● Task requirements
Repeat exactly the lines from the line containing "Would you be able to tag each instance of the power" to the last line of the listing, including both.

————

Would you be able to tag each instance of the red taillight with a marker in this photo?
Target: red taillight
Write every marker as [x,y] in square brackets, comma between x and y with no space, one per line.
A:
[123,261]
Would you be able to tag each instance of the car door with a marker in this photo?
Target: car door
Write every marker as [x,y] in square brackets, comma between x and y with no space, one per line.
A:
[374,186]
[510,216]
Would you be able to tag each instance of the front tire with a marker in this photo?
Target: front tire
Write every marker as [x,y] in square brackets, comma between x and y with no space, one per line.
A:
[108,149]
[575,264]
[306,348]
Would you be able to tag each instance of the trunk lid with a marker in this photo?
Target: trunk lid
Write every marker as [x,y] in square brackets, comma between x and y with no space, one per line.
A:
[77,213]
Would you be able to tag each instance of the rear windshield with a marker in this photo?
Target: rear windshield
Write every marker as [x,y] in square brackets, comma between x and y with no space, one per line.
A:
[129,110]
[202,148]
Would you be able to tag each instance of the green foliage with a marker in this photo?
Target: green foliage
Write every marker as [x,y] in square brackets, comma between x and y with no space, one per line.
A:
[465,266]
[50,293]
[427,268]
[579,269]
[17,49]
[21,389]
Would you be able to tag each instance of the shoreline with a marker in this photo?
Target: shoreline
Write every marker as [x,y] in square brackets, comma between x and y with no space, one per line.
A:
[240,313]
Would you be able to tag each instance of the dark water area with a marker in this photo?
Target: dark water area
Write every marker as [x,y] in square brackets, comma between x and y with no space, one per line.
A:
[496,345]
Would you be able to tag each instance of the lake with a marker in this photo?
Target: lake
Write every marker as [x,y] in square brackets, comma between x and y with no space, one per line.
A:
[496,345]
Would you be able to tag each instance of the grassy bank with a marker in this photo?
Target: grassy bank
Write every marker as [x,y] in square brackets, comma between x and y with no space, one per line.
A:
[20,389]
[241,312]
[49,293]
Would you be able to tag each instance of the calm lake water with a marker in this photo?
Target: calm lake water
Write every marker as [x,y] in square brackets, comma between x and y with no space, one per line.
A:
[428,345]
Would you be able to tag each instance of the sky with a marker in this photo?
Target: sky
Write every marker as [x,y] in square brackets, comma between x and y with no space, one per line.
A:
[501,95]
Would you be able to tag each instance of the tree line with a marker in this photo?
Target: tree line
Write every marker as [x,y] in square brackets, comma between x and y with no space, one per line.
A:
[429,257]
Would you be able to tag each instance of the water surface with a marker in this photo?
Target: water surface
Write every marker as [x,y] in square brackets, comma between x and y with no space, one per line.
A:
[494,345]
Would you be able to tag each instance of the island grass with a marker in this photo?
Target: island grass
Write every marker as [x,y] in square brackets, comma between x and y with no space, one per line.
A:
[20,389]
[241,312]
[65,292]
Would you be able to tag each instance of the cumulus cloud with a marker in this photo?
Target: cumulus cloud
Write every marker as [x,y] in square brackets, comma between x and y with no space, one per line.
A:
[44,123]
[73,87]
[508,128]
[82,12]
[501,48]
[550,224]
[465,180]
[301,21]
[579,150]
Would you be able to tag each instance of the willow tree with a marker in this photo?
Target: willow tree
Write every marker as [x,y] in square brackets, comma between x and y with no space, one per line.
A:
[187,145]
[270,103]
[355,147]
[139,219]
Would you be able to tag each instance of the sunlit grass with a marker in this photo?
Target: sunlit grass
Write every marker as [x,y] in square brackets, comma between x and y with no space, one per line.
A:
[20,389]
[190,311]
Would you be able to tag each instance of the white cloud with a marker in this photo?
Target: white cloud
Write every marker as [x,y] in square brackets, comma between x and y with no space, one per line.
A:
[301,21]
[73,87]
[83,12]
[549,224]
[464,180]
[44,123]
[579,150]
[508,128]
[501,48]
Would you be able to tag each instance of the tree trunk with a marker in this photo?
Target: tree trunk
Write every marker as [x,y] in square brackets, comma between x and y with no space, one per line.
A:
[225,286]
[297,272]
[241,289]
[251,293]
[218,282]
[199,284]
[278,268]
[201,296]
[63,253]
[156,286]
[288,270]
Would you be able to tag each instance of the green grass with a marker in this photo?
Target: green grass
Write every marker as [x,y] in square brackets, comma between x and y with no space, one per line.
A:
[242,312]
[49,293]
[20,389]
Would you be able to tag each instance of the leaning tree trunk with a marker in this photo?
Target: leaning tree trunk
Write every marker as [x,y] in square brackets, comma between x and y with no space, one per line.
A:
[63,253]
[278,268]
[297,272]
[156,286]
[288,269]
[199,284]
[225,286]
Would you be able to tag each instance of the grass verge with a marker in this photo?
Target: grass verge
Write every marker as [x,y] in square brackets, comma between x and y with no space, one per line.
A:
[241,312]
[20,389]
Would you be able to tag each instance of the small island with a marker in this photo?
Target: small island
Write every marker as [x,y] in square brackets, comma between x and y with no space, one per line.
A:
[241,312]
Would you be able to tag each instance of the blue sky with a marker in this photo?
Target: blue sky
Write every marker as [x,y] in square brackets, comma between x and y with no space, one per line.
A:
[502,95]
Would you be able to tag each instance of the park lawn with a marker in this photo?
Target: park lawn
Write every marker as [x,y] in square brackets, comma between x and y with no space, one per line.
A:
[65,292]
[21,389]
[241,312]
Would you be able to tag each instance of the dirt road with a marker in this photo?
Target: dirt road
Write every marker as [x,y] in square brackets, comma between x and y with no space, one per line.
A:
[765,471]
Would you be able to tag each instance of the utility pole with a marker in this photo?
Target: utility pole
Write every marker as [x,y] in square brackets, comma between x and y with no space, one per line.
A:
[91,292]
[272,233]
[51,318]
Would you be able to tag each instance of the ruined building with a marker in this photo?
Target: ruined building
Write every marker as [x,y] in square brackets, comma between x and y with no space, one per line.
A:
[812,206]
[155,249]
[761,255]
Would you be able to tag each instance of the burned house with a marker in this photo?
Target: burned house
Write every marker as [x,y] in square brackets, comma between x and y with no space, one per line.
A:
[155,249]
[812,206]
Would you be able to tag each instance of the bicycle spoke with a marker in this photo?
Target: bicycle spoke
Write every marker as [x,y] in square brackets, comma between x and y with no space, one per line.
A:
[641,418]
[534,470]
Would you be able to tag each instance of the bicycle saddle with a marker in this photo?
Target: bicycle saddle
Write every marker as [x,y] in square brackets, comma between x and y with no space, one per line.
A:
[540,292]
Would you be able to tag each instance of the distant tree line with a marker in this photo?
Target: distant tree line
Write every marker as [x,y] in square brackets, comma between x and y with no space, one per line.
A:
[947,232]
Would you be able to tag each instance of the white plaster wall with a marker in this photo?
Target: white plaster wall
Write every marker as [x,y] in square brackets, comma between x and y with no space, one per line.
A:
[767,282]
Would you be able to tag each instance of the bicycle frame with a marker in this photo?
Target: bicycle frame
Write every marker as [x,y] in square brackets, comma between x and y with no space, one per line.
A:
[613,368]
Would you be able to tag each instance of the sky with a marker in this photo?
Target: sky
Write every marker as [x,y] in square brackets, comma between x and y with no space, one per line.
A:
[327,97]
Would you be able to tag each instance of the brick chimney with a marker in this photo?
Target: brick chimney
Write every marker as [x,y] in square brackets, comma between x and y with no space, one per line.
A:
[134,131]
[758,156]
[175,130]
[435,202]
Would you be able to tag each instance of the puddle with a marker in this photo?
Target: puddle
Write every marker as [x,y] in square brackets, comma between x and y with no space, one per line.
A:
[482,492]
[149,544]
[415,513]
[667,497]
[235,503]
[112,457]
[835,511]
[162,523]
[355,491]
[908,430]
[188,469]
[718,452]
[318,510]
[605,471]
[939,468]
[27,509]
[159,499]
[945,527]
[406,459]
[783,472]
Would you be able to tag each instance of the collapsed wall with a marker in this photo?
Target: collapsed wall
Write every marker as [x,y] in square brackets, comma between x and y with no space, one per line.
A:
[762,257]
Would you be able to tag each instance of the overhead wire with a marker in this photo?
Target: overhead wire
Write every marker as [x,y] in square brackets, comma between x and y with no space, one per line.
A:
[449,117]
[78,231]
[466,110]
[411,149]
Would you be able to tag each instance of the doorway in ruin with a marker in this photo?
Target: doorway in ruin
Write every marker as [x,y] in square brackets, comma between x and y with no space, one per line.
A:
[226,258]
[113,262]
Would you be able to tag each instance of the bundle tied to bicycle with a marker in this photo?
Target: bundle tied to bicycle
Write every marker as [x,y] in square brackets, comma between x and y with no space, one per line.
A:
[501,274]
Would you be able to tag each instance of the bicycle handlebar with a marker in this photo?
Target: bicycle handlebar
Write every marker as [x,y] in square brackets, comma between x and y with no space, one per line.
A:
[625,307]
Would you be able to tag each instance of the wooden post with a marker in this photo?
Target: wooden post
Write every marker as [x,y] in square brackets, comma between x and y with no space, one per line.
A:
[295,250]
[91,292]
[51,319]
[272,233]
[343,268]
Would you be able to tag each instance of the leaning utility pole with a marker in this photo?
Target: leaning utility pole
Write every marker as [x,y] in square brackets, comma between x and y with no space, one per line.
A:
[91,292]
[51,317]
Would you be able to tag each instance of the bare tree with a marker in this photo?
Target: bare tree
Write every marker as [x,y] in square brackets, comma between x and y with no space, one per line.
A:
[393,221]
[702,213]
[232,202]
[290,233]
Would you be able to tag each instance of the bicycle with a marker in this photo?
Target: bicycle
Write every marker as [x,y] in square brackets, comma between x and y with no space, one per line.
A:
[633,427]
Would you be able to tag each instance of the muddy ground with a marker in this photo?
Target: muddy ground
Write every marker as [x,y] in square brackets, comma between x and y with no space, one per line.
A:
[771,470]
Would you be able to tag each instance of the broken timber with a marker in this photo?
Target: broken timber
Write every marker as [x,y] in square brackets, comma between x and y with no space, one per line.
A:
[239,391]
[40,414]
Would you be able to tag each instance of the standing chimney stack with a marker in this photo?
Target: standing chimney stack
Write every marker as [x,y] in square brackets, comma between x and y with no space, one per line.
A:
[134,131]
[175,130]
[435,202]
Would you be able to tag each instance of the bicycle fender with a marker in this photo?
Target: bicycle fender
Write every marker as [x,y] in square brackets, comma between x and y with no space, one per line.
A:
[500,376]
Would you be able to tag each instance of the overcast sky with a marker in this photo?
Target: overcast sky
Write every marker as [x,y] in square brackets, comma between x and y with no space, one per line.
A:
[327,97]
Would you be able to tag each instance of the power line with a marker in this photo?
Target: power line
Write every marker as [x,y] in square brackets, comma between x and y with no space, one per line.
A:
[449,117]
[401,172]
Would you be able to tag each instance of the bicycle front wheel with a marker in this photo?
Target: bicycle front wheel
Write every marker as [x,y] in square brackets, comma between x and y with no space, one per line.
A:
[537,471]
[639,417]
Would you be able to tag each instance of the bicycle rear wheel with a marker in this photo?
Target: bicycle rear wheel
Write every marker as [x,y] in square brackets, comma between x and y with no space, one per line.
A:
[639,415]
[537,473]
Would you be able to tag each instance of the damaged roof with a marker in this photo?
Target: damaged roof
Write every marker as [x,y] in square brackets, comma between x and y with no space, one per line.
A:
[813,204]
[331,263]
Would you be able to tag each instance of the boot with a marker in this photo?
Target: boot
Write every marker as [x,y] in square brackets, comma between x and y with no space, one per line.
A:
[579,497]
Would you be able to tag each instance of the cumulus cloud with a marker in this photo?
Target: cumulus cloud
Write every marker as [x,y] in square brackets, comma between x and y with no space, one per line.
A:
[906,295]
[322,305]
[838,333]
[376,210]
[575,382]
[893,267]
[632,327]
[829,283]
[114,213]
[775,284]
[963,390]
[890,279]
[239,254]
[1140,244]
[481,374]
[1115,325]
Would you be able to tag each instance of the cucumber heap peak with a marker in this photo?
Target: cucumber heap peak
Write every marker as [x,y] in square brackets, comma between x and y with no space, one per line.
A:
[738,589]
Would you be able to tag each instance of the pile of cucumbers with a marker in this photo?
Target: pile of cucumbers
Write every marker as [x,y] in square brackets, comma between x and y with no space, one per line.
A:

————

● Task result
Would you be able to tag each instance of the power line with a marker in this photo?
Target: power line
Write every marker as [x,y] in square brackets, comma between x and y with no space, one per line.
A:
[449,117]
[401,172]
Would you be able to tag each instance of the bicycle front wheel with a marker in this photo?
Target: bicycle front wheel
Write every marker as [x,y] in square brackets, comma between x and y with no space, one per line.
A:
[537,471]
[639,417]
Would you be able to tag each instance of the bicycle rear wheel with a marker in this photo?
Target: bicycle rear wheel
Write every marker as [x,y] in square brackets, comma between x and y with no space, one per line.
A:
[639,415]
[537,473]
Would you be able to tag each instance of the damaged roof with a marker in this photo?
Target: damaged roof
Write every marker as [x,y] in square brackets, comma between x and y with no space, one per line.
A:
[813,204]
[331,263]
Would you be able to tag each instance of the boot with a marker in this photo?
Target: boot
Write every marker as [x,y] in square brackets, comma between x and y with no space, one per line.
A:
[579,497]
Would you be able to tag each instance of the cumulus cloud with a marker in this photo?
Target: cumulus cloud
Write every marker as [x,y] in square brackets, comma between x and y with no space, one per line.
A:
[906,295]
[322,305]
[838,333]
[376,210]
[575,382]
[893,267]
[632,327]
[829,283]
[114,213]
[775,284]
[963,390]
[890,279]
[239,254]
[1140,244]
[481,374]
[1115,325]
Would you be able to tag each instance of the cucumber heap peak with a marker in this photo?
Target: cucumber heap peak
Write every marker as [x,y] in square brackets, comma between x and y with no space, one per line.
A:
[738,589]
Would you be able to tag each instance of the pile of cucumbers with a marker in this photo?
Target: pile of cucumbers
Write every marker as [x,y] in square brackets, comma between x and y with no space, one per line.
A:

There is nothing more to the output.